The expected output is the line holding "For each instance, a" plus every line after it through the end of the listing, copied exactly.
Record set: Begin
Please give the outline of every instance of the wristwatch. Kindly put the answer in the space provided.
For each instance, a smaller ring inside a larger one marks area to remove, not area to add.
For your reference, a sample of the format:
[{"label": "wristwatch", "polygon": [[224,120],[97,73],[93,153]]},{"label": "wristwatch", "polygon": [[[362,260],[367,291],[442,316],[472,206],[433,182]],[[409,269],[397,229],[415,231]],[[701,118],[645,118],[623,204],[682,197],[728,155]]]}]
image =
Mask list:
Record set: End
Solved problem —
For each instance, a smaller ring inside a larger one marks area to remove, not area to add.
For your reference, a sample of the format:
[{"label": "wristwatch", "polygon": [[224,120],[97,73],[93,153]]},{"label": "wristwatch", "polygon": [[[362,260],[367,291],[442,316],[472,206],[433,182]],[[409,269],[397,229],[415,231]],[[701,118],[645,118],[623,204],[682,197],[728,155]]]}]
image =
Mask list:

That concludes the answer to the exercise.